[Records for the exercise]

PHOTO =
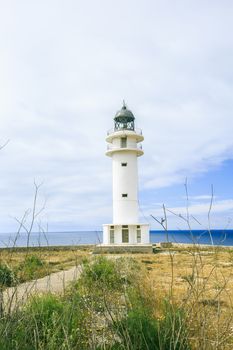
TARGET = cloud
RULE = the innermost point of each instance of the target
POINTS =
(65, 68)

[What you have to do] Rewrite all of the material above as a numbered list with one line per item, skipping blank lines. Leave the picture out.

[Answer for the task]
1. PHOTO =
2. TARGET = cloud
3. RULE = the innermost point of each instance of the target
4. POINTS =
5. (65, 68)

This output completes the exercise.